| DIRECTION |
Pull out every line in the items below that contains the string "board".

=== SUPPLIED RECORDS ===

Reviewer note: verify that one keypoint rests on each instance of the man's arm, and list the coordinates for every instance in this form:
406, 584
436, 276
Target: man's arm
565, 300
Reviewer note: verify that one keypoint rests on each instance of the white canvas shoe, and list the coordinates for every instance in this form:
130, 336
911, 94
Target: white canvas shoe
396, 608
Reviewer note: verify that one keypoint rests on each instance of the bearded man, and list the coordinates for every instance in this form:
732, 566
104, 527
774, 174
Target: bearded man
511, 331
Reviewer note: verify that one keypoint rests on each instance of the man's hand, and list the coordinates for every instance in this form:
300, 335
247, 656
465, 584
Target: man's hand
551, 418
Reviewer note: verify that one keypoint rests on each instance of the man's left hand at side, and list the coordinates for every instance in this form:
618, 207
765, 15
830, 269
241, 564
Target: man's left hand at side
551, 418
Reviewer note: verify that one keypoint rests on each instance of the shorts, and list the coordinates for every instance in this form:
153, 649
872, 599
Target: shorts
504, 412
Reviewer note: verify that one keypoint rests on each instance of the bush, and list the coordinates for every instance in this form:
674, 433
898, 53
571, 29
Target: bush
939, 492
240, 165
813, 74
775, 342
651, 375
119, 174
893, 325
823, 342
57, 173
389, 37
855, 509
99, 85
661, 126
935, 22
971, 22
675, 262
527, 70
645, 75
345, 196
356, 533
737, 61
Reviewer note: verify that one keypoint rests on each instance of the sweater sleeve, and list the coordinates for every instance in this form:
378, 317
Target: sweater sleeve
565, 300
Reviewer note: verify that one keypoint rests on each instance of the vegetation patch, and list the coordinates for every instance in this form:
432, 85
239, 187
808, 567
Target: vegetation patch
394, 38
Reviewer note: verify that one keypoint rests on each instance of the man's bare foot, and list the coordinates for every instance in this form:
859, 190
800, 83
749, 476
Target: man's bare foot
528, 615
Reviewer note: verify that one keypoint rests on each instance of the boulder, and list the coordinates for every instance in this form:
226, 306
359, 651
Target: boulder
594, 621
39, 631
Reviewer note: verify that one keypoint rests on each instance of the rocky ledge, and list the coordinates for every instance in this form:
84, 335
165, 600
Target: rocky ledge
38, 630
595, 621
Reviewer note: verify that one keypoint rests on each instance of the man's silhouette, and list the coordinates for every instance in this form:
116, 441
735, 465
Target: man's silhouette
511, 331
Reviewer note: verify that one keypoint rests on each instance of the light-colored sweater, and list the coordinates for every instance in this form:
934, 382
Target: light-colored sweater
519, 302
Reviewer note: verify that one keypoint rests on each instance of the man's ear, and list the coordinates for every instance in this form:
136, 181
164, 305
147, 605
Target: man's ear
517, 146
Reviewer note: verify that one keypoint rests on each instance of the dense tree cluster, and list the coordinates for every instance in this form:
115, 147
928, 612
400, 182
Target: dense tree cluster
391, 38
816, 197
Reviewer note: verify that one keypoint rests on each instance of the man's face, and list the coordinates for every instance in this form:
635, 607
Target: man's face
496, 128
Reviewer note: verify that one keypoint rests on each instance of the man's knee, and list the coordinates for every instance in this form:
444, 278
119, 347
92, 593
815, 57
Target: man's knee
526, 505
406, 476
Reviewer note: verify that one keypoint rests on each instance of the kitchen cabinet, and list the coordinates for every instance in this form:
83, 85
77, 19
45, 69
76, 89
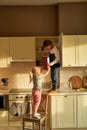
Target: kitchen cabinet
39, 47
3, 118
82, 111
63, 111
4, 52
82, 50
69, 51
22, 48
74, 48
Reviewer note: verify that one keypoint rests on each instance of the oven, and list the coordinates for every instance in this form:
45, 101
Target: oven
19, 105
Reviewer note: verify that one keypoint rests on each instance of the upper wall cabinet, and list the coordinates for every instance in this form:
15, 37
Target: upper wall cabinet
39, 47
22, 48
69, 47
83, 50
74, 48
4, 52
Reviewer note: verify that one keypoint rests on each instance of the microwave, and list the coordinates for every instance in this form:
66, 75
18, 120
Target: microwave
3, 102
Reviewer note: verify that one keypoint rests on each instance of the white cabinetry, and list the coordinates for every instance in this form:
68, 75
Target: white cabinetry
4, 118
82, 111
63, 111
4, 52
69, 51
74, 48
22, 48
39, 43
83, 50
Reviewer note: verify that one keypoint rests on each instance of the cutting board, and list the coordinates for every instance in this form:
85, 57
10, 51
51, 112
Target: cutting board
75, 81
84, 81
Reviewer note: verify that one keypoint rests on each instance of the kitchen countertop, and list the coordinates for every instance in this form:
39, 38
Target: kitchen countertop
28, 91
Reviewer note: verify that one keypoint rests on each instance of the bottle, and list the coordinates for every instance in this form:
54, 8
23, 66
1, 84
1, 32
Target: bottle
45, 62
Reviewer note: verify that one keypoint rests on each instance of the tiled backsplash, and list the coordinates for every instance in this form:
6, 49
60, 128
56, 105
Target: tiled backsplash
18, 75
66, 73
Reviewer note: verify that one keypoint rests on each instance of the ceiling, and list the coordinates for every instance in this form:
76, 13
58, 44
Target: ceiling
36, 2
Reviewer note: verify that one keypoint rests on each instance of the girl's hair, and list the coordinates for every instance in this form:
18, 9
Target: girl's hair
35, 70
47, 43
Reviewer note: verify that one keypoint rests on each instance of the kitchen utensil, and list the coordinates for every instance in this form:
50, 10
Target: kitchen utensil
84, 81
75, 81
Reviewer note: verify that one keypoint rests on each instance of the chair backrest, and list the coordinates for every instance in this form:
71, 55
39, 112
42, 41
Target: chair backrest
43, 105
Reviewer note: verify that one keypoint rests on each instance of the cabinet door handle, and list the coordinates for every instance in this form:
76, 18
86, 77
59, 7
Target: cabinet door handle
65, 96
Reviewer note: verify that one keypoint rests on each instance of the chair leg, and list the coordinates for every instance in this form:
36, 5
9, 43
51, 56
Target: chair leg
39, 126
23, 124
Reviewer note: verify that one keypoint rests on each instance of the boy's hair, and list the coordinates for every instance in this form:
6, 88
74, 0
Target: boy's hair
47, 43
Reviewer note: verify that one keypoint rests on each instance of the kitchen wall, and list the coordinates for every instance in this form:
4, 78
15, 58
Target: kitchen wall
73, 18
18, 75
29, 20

===
=== SUPPLIED RECORDS ===

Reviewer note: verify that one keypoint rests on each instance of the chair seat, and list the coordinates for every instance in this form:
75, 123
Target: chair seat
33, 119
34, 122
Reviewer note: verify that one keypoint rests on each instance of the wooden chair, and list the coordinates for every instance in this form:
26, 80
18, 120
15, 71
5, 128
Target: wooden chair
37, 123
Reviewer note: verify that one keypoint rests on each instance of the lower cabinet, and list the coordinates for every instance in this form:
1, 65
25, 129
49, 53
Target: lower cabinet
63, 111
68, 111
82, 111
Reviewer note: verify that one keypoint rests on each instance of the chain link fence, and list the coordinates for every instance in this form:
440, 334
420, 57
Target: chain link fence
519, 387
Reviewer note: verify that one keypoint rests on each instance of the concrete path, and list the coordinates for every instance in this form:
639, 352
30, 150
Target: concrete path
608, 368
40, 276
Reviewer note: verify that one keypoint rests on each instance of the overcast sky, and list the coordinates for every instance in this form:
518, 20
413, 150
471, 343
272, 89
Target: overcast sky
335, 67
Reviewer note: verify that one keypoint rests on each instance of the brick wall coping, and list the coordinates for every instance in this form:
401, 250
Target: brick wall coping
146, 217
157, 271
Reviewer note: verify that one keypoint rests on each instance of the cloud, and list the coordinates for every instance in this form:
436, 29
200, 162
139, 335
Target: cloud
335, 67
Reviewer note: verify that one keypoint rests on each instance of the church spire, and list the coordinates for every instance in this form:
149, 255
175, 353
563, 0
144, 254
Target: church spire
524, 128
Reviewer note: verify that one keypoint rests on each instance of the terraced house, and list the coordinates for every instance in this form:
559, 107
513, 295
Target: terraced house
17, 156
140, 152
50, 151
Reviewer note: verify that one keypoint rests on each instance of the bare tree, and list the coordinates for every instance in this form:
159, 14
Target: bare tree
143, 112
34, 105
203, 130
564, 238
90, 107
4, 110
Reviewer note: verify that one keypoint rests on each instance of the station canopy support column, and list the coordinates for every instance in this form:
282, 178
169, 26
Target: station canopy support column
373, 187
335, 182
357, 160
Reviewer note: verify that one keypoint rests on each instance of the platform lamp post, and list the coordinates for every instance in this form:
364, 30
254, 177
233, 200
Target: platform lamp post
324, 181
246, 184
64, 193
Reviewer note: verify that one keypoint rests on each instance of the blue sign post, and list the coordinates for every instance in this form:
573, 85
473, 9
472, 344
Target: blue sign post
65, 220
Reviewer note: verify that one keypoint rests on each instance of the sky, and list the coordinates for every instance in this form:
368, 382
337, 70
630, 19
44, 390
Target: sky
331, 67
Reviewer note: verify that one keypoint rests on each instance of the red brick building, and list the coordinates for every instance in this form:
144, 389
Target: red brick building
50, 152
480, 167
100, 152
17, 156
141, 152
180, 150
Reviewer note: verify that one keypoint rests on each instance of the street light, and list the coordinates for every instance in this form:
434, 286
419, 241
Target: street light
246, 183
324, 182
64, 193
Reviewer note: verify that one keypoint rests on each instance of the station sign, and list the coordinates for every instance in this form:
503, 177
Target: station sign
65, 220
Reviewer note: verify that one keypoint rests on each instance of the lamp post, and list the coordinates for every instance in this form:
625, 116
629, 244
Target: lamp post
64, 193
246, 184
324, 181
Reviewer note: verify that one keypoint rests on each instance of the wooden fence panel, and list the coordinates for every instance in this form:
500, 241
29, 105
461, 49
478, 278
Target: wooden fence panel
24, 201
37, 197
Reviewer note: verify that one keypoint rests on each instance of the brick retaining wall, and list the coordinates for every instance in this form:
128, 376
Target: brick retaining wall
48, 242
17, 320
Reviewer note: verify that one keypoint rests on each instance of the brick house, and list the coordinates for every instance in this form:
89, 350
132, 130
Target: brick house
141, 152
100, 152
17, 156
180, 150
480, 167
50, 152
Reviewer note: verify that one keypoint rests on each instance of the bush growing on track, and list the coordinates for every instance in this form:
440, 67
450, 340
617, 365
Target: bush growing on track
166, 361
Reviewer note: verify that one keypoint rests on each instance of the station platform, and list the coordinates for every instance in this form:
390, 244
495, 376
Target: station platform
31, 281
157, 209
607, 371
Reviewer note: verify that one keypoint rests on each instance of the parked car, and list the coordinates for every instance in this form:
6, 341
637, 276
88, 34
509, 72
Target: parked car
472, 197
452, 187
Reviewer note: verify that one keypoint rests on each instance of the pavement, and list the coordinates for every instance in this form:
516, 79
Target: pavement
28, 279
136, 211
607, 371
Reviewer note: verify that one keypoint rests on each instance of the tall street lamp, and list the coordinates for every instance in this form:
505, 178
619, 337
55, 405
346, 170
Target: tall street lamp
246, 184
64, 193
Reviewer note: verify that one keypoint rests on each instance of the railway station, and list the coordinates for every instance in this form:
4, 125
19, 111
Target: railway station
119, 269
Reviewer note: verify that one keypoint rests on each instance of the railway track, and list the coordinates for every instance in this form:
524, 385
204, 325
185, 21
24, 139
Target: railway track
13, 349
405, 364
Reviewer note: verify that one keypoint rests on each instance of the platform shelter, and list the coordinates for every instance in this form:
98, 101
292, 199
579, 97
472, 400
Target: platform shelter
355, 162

===

| EXERCISE OUTPUT |
Reviewer note: verify that one keypoint rests on each instance of the cutting board, and list the coordinates for every instance in this form:
Target: cutting board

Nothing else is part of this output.